PAGE EXCERPT:
******

Adjuvant Chemotherapy for Patients with Stage III Colon Cancer: Results from a CDC-NPCR Patterns of Care Study
2009 | Clinical Medicine: Oncology | Download
This study evaluates adjuvant chemotherapy use for Stage III colon cancer, reviewing the treatment of patients with surgically treated stage III colon cancer. It finds that although adjuvant chemotherapy for Stage III colon cancer improves survival, some patients did not receive the standard of care, demonstrating the need for cancer treatment surveillance. Interstate differences likely resulted from differences in local practice patterns, acceptance of treatment and access.
The analysis included 973 patients with surgically treated stage III colon cancer. Socioeconomic information from the 2000 census was linked to patients’ residential census tracts. Vital status through 12/31/02 was obtained from medical records and linkage to state vital statistics files and the National Death Index.

******

DATA SECTION:
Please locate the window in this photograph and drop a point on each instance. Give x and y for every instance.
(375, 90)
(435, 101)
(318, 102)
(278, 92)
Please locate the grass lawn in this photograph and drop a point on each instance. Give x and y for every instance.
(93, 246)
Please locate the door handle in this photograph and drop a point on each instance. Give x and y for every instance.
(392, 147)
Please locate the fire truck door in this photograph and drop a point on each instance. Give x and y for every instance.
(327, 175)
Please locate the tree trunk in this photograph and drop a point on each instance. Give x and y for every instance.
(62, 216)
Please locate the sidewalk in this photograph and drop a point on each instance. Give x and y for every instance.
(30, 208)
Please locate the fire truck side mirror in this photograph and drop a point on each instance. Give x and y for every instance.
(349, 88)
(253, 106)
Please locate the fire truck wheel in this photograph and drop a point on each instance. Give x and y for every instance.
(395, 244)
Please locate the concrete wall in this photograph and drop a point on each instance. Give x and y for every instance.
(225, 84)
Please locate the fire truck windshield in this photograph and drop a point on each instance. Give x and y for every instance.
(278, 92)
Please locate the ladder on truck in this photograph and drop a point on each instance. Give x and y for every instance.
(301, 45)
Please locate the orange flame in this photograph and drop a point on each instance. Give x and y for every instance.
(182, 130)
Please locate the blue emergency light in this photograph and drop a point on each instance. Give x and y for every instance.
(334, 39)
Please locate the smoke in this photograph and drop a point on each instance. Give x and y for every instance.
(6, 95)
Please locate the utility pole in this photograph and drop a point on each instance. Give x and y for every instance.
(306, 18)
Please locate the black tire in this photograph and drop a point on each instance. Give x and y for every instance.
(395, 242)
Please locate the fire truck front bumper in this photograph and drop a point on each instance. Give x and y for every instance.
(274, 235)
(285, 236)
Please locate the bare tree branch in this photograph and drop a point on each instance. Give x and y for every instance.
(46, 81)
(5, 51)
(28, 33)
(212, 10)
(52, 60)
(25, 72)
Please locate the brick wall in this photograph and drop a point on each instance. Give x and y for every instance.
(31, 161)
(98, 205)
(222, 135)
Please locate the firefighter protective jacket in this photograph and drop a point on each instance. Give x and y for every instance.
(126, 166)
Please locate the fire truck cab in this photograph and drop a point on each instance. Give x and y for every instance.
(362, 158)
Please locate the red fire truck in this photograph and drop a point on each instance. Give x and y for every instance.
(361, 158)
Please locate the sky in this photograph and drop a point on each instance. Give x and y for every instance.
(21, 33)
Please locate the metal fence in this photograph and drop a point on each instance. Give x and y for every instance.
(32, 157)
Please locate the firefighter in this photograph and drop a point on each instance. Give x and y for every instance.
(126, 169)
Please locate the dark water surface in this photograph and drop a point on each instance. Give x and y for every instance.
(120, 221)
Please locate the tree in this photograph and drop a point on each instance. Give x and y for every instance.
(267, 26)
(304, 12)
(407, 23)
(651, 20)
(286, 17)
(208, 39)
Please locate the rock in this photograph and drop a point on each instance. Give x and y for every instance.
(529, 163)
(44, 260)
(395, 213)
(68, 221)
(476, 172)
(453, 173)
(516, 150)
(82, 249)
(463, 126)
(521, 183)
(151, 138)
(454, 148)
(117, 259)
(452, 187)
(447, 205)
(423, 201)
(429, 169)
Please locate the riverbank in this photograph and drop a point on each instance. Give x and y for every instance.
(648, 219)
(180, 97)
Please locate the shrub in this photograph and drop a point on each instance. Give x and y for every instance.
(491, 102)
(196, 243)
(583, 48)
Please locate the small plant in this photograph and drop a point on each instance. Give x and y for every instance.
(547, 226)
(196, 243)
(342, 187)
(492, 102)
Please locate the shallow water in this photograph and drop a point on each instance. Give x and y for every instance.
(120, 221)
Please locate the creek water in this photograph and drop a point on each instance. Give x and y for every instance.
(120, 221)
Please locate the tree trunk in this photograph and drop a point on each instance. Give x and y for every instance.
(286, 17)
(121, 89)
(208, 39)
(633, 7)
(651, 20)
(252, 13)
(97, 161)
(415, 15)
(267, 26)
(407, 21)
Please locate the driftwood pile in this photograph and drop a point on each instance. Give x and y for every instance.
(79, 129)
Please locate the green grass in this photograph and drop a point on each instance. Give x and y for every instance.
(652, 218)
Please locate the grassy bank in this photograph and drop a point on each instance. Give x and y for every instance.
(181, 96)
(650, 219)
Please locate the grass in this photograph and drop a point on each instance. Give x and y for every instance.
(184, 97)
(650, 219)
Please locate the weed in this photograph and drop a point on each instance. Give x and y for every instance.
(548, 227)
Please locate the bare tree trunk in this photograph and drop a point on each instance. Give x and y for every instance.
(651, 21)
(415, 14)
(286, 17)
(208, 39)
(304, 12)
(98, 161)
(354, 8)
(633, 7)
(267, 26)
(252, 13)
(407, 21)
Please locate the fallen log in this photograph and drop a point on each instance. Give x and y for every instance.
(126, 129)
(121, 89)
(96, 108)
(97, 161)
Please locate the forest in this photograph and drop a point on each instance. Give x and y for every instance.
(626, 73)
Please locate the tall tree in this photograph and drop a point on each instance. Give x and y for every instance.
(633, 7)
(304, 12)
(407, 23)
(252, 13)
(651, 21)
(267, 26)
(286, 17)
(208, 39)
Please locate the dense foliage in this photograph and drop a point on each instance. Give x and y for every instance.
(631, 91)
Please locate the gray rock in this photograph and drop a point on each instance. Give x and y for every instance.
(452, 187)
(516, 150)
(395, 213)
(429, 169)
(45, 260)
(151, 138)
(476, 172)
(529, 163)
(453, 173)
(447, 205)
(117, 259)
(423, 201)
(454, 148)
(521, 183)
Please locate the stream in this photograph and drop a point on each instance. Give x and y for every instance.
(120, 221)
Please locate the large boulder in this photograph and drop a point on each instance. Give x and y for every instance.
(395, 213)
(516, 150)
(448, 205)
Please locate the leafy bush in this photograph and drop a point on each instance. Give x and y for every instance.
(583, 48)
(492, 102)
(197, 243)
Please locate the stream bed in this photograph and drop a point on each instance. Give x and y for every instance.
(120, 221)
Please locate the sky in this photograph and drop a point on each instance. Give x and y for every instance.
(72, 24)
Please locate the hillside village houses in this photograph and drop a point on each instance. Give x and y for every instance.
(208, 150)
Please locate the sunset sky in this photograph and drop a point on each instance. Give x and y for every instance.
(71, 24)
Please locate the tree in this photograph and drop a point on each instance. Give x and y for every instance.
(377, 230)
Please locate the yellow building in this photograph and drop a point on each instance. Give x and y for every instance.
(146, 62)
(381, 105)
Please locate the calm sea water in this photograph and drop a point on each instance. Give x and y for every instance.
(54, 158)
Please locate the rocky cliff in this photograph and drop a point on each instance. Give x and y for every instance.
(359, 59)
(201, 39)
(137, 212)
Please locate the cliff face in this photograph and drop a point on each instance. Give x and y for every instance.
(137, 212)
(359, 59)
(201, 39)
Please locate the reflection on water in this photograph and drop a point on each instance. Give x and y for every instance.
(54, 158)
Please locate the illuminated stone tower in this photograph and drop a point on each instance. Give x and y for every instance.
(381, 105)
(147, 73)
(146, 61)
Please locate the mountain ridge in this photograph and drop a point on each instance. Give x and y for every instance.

******

INSTRUCTIONS FOR THE TASK: Continue the summary of the colon cancer chemotherapy study from where it ends.

OUTPUT FOR THIS EXERCISE:
Adjuvant chemotherapy was received by 67%. Treatment varied by state of residence, with Colorado, Rhode Island and New York residents more likely to receive chemotherapy than Louisiana residents. Older age, increasing comorbidities, divorced/ widowed marital status, and residence in lower education areas or non-working class neighborhoods were associated with lower chemotherapy use. Survival varied by state but after adjustment for sex, sociodemographic and health factors, was significantly higher only for California and Rhode Island. Older age and lower educational attainment were associated with lower survival. Chemotherapy was protective for all comorbidity groups.